豊太くんのけいれんと点滴についての解説文を、最後の文の後から書き進めてください。

# 抜粋本文:
_ _ _ _

なぜなら、しらみつぶしに血液検査・画像検査をすることは、お子さんに余計な苦痛を与えることにつながりますし、時間もかかってしまいます。もし子どもの状態が悪ければ、除外のための検査をするのに許される時間も制限があるので、その中でこれは除外しておかねばならんという緊急疾患に関する検査だけをチョイスして組み立てる…というようにタイムマネジメントの要素も入ってきます。

 

真心先生は、デキスター(=血糖値をチェックする機械)で低血糖の可能性を除外しつつ、頭部CTを撮影し出血・腫瘍についても目を光らせていましたね。一方脳波はとっていませんでしたが、これは今は意識が清明だから検査は後回しにしてよいだろうという判断だと思います。

非常に現実に即したリアルな感じ!

 

一つこれはいかん!と思ったのは、血算のふりがなが「ちざん」になっていたことくらいでしょうか(笑) これは「血算=けっさん」が正しい読み方ですね、誤植かなぁ。コミックスでは直るかなぁ。

 

豊太くんのけいれんは止まっていたのに、点滴をする意味はあるの?

救急車で到着した豊太くんのけいれんは、止まっていました。本人も目が覚めている様子でしたが、真心先生は「点滴」をすることにしたようです。これについてちょっと解説していこうと思います。

 

そもそも「点滴」ってなんでするんでしょうか。

「点滴」をする目的

・点滴がないと投与できない薬が必要、輸血が必要

・薬を素早く投与する道筋を確保したい

・必要な栄養が口からとれないので、血管の中に水分、塩分、糖分を直接入れたい

だいたいこんな所が思いつきます。

 

そこで、今回豊太くんのケースをDr.アシュアが診療していたら点滴をするかどうか…考えてみると、やっぱり自分も点滴はすると思いました。

その理由は、

・はじめての無熱けいれんだから

・病歴から、けいれんの原因が低カルシウム血症が疑われるから

の2点でからですかね。説明していきましょう。

 

まず、そもそも無熱けいれんは前話の解説の時にも書いたように、可能性のある原因がたくさん思いつきます。

_ _ _ _

# 提供資料:
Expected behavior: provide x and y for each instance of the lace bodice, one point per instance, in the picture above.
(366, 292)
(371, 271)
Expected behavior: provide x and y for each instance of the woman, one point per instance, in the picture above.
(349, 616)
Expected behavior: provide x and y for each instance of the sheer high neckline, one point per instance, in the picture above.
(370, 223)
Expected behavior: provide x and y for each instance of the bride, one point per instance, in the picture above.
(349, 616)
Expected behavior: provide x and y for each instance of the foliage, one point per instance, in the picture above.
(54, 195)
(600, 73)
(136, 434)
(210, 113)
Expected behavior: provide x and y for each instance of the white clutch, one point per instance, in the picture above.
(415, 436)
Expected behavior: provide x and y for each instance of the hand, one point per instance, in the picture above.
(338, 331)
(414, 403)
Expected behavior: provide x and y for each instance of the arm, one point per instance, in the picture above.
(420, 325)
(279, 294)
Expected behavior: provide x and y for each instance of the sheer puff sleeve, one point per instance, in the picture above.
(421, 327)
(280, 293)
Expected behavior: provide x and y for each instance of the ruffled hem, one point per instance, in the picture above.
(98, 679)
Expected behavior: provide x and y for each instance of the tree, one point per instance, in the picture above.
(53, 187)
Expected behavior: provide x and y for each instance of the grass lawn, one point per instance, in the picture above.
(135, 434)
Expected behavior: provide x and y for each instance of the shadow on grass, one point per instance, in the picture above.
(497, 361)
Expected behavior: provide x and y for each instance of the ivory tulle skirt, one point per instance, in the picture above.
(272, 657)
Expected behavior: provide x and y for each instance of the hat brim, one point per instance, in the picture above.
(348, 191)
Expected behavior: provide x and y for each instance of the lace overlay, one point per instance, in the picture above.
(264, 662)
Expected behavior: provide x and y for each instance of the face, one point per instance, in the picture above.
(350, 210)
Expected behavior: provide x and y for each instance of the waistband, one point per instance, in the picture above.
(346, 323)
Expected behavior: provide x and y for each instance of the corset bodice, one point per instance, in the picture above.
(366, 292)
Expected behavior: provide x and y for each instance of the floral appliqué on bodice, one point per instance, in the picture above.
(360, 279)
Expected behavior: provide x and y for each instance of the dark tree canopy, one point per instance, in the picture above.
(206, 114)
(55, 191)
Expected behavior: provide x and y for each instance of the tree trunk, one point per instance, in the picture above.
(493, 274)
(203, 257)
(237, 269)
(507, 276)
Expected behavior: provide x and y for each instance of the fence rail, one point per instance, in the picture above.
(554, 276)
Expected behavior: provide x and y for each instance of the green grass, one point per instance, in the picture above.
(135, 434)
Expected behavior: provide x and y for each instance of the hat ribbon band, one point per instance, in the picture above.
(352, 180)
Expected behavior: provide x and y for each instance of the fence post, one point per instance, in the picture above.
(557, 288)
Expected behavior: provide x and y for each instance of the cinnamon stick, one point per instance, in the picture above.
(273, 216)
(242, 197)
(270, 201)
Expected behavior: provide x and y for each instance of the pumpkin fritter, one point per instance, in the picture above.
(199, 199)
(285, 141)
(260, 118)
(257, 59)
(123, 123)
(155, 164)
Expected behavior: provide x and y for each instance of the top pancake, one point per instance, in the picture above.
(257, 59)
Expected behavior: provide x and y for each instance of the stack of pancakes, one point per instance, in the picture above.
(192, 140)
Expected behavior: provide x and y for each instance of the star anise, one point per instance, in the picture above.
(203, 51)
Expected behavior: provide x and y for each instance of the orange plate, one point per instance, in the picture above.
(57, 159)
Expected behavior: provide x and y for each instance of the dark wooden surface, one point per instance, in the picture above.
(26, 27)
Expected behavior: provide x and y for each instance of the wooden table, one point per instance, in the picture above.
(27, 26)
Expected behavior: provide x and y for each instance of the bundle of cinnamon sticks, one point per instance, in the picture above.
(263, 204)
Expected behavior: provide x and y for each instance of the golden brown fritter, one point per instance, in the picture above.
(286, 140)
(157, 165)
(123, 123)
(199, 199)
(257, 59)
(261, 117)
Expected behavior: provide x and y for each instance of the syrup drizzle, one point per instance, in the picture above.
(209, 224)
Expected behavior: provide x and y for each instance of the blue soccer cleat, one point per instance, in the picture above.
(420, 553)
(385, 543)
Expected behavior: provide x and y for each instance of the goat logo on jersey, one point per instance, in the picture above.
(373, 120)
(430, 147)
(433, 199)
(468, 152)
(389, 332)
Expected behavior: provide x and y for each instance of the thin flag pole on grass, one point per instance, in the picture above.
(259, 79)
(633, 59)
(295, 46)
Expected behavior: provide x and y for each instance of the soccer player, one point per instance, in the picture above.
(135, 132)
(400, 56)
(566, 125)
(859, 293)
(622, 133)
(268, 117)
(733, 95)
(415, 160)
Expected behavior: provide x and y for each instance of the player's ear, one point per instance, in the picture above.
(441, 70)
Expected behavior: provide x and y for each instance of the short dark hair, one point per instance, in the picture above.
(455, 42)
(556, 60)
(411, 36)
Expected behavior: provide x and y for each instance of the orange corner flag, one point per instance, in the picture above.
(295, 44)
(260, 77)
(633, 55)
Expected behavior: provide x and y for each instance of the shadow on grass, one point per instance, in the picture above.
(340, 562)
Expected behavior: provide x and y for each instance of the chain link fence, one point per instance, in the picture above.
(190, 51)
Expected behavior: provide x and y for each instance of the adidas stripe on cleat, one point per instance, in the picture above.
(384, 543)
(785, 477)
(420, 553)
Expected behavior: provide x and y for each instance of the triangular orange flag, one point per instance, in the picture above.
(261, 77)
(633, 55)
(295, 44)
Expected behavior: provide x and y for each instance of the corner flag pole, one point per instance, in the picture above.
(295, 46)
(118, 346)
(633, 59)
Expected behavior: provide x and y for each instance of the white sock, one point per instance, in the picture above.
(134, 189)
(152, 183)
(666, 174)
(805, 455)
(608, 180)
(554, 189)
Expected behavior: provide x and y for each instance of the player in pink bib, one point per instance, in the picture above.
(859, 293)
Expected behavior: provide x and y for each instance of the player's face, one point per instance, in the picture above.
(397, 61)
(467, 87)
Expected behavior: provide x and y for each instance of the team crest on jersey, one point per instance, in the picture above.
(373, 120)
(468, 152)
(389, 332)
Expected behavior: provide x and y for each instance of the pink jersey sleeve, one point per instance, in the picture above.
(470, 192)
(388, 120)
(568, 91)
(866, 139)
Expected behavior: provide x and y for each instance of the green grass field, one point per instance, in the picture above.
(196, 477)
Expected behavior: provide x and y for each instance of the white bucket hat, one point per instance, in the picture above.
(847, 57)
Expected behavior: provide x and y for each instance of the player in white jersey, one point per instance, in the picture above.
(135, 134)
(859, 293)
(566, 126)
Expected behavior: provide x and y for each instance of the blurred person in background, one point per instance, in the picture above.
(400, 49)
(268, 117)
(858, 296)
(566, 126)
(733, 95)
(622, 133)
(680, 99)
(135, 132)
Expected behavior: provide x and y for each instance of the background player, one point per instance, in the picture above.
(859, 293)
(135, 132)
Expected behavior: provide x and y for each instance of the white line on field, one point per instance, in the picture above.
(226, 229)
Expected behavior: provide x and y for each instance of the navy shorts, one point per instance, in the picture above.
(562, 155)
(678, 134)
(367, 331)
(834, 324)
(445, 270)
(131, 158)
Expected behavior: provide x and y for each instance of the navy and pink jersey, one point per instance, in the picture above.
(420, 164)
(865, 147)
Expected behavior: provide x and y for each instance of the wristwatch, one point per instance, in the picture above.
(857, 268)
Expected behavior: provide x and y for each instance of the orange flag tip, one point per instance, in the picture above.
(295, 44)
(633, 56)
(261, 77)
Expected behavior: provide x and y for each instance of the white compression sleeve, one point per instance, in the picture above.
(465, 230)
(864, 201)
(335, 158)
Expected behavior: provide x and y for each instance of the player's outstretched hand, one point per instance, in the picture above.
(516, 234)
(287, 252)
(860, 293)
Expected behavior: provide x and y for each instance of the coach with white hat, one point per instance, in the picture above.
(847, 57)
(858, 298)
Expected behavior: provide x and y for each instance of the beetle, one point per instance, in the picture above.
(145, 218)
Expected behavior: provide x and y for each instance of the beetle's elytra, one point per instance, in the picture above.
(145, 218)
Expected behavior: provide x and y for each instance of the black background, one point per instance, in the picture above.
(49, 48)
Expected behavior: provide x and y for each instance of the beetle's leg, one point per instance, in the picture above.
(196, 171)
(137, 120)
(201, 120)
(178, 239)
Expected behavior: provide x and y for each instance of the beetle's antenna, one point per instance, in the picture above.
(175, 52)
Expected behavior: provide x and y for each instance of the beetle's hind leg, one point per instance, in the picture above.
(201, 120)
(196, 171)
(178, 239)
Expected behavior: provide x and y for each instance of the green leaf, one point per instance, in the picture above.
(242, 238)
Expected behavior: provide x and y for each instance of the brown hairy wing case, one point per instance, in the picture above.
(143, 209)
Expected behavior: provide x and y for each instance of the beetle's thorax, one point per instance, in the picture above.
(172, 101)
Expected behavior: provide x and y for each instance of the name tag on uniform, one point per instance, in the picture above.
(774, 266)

_ _ _ _

# 課題への回答:
はじめての無熱けいれんだと、可能性のあるものを除外したり診断したりする目的で、採血は少なくともします。点滴をするときに同時に血液が採れるので、採血するなら点滴もしてしまえ!という考え方もあります。

さらに、原因が判明していない段階だと、今はけいれんが止まっていても、またけいれんが始まる可能性があるので「けいれんを止める薬の通り道として点滴を確保しておきたい」という気持ちも生まれます。

 

そして、今回は看護師さんが集めた情報からけいれんの原因が低カルシウム血症が疑われますね。

けいれんするくらいカルシウムが低下している場合には、口から薬を飲ませてカルシウムを上昇させるのは時間がかかるので、点滴でダイレクトに血液の中にカルシウムを投与する必要があります。そのため、点滴を確保することは今回の豊太くんのケースでは必須、と言っても過言ではないと思いました。

次は、そのビタミンD欠乏性低カルシウム血症の実際の臨床に即した治療について書いていきます。

 

痙攣するほどカルシウムが下がっているビタミンD欠乏症のお子さんの入院期間について

今回豊太くんは、病院に搬送されたときにはけいれんが止まっていて、色々検査をして翌日には退院できていますが…

実際の臨床現場では、ビタミンD欠乏症でけいれんするほどカルシウムが低下していたなら、流石に翌日退院はキビシイと思います

そもそもビタミンD欠乏症で確定診断のために必要な検査は、あんまり行う検査ではないので院内で検査ができず外部の検査会社に委託することが一般の小児科だとほとんどです。それだと検査の結果が到着するだけで最低でも4-5日かかります。

主人公の真心先生の働く、北広島市総合医療センターは小児医療センターがあり専門施設と考えると、院内で確定診断のための検査が出せるのかもしれませんが…。

入院期間はいくら短く見積もっても1-2週間くらいは必要じゃないかなぁと思います。

日本での症例報告を2本ほど見てみましたが、やはり入院期間は約2週間くらいでした。小児科臨床 65(8): 1860-1864, 2012.、函館医学誌 30(1): 40-43, 2006.

 

治療の方針としては、まずビタミンD欠乏症でけいれんするほどカルシウムが低下している場合は、点滴からカルシウム製剤をゆっくり静脈注射して、血清カルシウムを危険域から早く上げる必要があります。これは数時間で達成すべき目標ですが、血清カルシウムは低すぎても上がりすぎても危険な不整脈を起こしうるため、慎重に急ぐ必要があります。

そして同時にビタミンD製剤の内服、カルシウム製剤の内服を十分量で開始します。さらに、ここが一番大事なのですが、ビタミンD欠乏症になってしまった背景を調べて、再発しないように修正する必要があります

マンガの中でもあったようにお母さんに栄養指導をしたり、日照時間の情報提供をしたりですね。

食事に関しては子どもは大人ほど言った通りには動いてくれませんから、食事の偏りがある状態で育ってきたお子さんだと、今まで食べたことがあんまりないキノコや魚料理を、病気を治すために頑張って食べよう!!というようにはスグには変えられないことも多いです。一生懸命食事を用意してみても、今まで食べたことがないから食べない!なんていうこともシバシバ。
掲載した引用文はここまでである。